Negli ultimi mesi le spese IT sono finite particolarmente sotto osservazione. Alcune aziende stanno infatti valutando di posporre gli interventi sostitutivi nelle loro infrastrutture IT oltre il tradizionale ciclo triennale, cercando così di risparmiare risorse in un momento di rallentamento dell’economia.

Tuttavia, i progressi compiuti anche solamente in termini di efficienza energetica rappresentano un’ottima ragione per rispettare i normali cicli di sostituzione. Come spiegato prima, i passi avanti ottenuti in soli dodici mesi per quel che riguarda le prestazioni e l’efficienza sono tali per cui un’unica macchina può rimpiazzarne due della generazione precedente. È quindi evidente come l’estensione forzata dei cicli di vita delle apparecchiature costituisca, in poche parole, un falso risparmio.

● ● ●

▶ **COMPITI DA SVOLGERE**:
• a. Aggiorna il tratto dell'estratto sulle spese IT da "Negli ultimi mesi" fino a "di rallentamento dell’economia.", mettendo "ciclo quadriennale" al posto di "ciclo triennale".
• b. Continua l'estratto sulle spese IT e sui cicli di sostituzione delle apparecchiature a partire dalla sua ultima frase.
Il materiale riportato di seguito è distinto dall'estratto sulle spese IT.

▶ **INFORMAZIONI FORNITE**:
● ● ●

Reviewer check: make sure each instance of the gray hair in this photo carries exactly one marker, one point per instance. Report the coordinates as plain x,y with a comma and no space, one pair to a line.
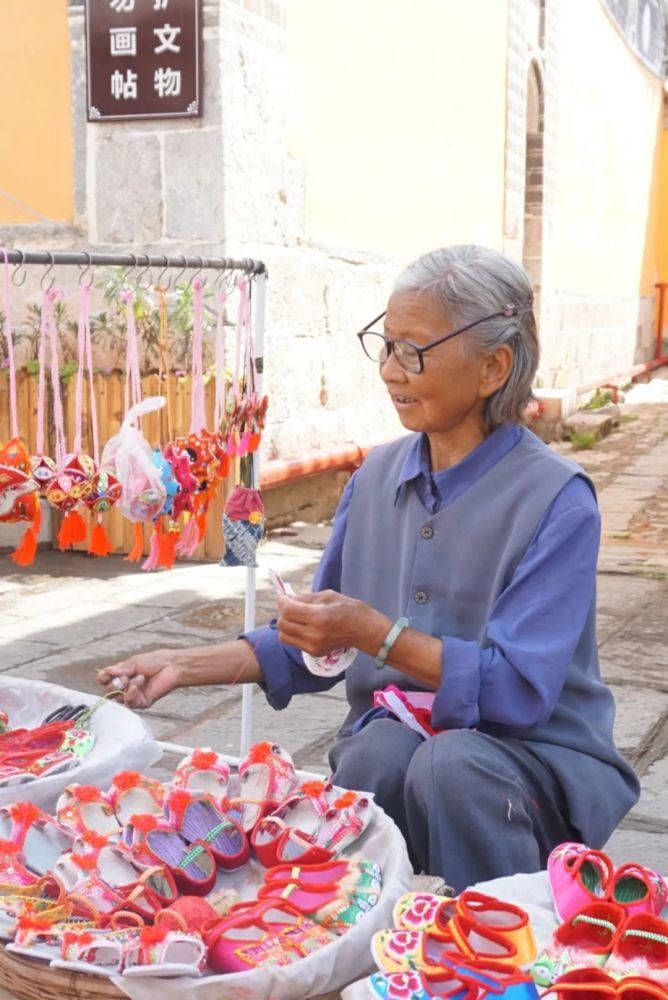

● ● ●

▶ **RISULTATI PER COMPITO**:
• a.
Negli ultimi mesi le spese IT sono finite particolarmente sotto osservazione. Alcune aziende stanno infatti valutando di posporre gli interventi sostitutivi nelle loro infrastrutture IT oltre il tradizionale ciclo quadriennale, cercando così di risparmiare risorse in un momento di rallentamento dell’economia.

• b.
Gli aggiornamenti fanno risparmiare peraltro anche sullo spazio fisico di cui è necessario disporre all’interno di un data center – oltre a fornire ampi margini per estendere la potenza di calcolo, senza incrementare le dimensioni fisiche del data center stesso.

Cosa ancora più importante, un sistema on-premises allo stato dell’arte ha certamente senso dal punto di vista economico, dal momento che i provider di cloud computing trasferiscono i loro costi maggiorati direttamente sui clienti, aumentando i prezzi.

In conclusione, questo è un buon momento per approfondire il modo in cui le infrastrutture di data center continuano a evolvere e per esplorarne le nuove soluzioni disponibili sul mercato.